Saved data entries
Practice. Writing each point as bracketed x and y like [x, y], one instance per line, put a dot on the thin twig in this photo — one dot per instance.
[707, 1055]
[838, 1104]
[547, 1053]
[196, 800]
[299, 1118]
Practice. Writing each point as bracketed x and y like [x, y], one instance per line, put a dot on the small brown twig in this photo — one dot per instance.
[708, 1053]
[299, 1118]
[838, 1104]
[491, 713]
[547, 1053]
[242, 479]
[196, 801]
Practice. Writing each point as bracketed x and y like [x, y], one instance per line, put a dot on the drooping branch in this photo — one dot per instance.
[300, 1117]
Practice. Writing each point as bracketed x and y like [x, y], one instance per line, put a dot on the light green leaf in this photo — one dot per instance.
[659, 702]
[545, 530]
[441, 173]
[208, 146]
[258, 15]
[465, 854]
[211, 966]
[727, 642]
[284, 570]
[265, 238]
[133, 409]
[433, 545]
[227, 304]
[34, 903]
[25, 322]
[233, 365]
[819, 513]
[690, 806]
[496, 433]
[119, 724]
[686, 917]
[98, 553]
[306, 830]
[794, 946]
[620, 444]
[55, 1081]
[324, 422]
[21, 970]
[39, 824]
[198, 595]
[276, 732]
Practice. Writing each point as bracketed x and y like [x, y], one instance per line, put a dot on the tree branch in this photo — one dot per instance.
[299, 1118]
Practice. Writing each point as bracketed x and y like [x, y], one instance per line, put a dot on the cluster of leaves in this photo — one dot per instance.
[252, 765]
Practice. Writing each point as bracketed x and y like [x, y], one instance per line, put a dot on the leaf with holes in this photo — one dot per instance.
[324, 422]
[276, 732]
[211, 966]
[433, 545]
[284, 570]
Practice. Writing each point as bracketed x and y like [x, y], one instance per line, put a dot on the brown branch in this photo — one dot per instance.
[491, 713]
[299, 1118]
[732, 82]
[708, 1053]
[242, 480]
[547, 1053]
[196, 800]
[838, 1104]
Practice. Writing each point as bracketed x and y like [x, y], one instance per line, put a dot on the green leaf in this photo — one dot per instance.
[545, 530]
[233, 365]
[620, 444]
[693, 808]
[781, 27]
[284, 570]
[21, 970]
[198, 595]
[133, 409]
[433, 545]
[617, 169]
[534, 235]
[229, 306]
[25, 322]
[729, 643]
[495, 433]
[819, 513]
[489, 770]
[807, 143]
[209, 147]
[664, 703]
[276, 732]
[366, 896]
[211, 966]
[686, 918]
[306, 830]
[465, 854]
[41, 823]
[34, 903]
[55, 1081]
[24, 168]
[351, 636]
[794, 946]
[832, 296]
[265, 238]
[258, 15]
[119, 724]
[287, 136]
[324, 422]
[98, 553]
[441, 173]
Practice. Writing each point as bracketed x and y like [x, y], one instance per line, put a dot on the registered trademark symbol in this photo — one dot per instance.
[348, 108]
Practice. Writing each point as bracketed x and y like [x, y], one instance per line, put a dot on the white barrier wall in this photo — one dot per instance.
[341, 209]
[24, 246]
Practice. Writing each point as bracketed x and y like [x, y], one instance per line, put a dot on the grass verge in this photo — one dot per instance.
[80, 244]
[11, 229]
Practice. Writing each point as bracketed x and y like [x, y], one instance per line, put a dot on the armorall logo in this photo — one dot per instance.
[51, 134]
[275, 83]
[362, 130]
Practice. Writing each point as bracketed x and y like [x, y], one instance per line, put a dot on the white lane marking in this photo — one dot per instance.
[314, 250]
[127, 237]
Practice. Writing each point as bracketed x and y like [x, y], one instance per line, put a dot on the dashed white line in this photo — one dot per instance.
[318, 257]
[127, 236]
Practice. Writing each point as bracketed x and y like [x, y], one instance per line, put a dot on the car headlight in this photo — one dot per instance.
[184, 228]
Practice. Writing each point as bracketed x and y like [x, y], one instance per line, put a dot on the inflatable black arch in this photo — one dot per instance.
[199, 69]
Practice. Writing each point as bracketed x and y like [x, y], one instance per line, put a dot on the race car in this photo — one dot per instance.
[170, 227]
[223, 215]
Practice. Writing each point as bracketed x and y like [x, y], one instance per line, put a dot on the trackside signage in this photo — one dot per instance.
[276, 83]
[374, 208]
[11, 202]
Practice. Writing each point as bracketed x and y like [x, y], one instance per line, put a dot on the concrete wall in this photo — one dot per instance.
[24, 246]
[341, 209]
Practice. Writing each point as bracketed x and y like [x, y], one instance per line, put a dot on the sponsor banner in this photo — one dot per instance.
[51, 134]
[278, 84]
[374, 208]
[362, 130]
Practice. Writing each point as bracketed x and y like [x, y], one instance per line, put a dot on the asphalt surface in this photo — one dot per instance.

■ **Objective**: Quote the material exactly, leaving nothing out.

■ **Task result**:
Practice. Writing each point as bracketed x and y like [x, y], one instance per line, put a dot on the thin twig in this photo — one dot per instance.
[707, 1055]
[838, 1104]
[547, 1053]
[196, 800]
[299, 1118]
Practice. Writing each point as bracketed x and y like [x, y], one instance per line, put a dot on the small brown twig in this photo — one dot per instance.
[708, 1053]
[299, 1118]
[838, 1104]
[491, 713]
[547, 1053]
[242, 479]
[196, 801]
Practice. Writing each point as bracketed x and y like [x, y], one instance per line, put a dot on the drooping branch in this photo — one dot per instance.
[300, 1117]
Practice. Writing each point as bracketed x and y like [x, y], one instance per line, put a dot on the light green leaf in this photo — one dot per instance.
[659, 702]
[545, 530]
[441, 173]
[208, 146]
[258, 15]
[465, 854]
[211, 966]
[727, 642]
[284, 570]
[265, 238]
[133, 409]
[433, 545]
[227, 304]
[34, 903]
[25, 322]
[233, 365]
[819, 513]
[690, 806]
[496, 433]
[119, 724]
[686, 917]
[98, 553]
[306, 830]
[794, 946]
[620, 444]
[55, 1081]
[324, 422]
[21, 970]
[39, 824]
[198, 595]
[276, 732]
Practice. Writing each point as bracketed x and y like [x, y], one instance per line, put a dot on the tree branch in this photo — one dot per instance.
[299, 1118]
Practice. Writing each point as bracketed x and y like [x, y], one instance per line, put a dot on the cluster of leaves in this photo — one dot per instance.
[252, 765]
Practice. Writing each point as bracketed x and y like [x, y], one instance per line, put a dot on the leaf with holes in this photo — one dot per instance.
[324, 422]
[276, 732]
[211, 966]
[433, 545]
[284, 570]
Practice. Writing each point as bracketed x and y like [x, y], one instance per line, put a dot on the brown branch in this photo — one dot per instance.
[491, 713]
[299, 1118]
[732, 82]
[708, 1053]
[242, 480]
[547, 1053]
[196, 800]
[838, 1104]
Practice. Writing each point as bracketed x and y like [x, y], one instance per line, put a dot on the green leaf in this photo — one dot per instance.
[545, 530]
[233, 365]
[620, 444]
[693, 808]
[781, 27]
[284, 570]
[21, 970]
[198, 595]
[133, 409]
[433, 545]
[617, 169]
[534, 235]
[229, 306]
[25, 322]
[729, 643]
[495, 433]
[819, 513]
[489, 770]
[807, 143]
[209, 147]
[664, 703]
[276, 732]
[366, 896]
[211, 966]
[686, 918]
[306, 830]
[465, 854]
[41, 823]
[34, 903]
[55, 1081]
[24, 168]
[351, 636]
[794, 946]
[832, 296]
[265, 238]
[258, 15]
[119, 724]
[287, 136]
[324, 422]
[98, 553]
[441, 173]
Practice. Writing each point as bracketed x and y like [x, y], one instance per line, put a dot on the registered trademark symbol in this photo — one dot per instance.
[348, 108]
Practice. Writing each point as bracketed x and y like [x, y], one instance per line, put a dot on the white barrier wall in this photo — one dot per instance.
[341, 209]
[24, 246]
Practice. Writing each point as bracketed x and y like [x, y], one instance per line, put a dot on the grass verge in this photo — one dot per instance.
[80, 244]
[11, 229]
Practice. Writing each point as bracketed x and y like [x, y], one instance per line, put a dot on the armorall logo in this photo — one dot per instance.
[51, 134]
[275, 83]
[362, 130]
Practice. Writing each point as bracketed x and y like [x, y], one instance per line, put a dot on the white lane marking in this photo — one dot per instance.
[314, 250]
[127, 237]
Practice. Writing each point as bracketed x and y like [x, y], one instance per line, put a dot on the dashed white line in this photo — one dot per instance.
[318, 257]
[127, 236]
Practice. Writing each point as bracketed x and y like [x, y], one instance per line, put a dot on the car headlight in this photo — one dot per instance.
[184, 228]
Practice. Writing each point as bracketed x and y like [x, y], one instance per line, put a dot on the inflatable black arch in this photo — one dot per instance.
[199, 69]
Practice. Writing each point as bracketed x and y like [x, y], one instance per line, put a dot on the race car in this photo — one dot per instance.
[170, 227]
[223, 215]
Practice. Writing each point as bracketed x and y like [x, y], one instance per line, put a dot on the trackside signage in this photo — one dot per instance.
[276, 83]
[374, 208]
[11, 202]
Practice. Writing each point as bracketed x and y like [x, y], one instance per line, put a dot on the concrete wall in this photo — one dot per instance.
[24, 246]
[341, 209]
Practice. Writing each point as bracketed x and y like [x, y], one instance per line, put a dot on the sponsor banner in this photo — one dot per instance.
[51, 134]
[278, 84]
[374, 208]
[362, 130]
Practice. Writing each point as bracketed x and y like [x, y], one instance per line, put a dot on the asphalt surface in this photo — one dot per instance.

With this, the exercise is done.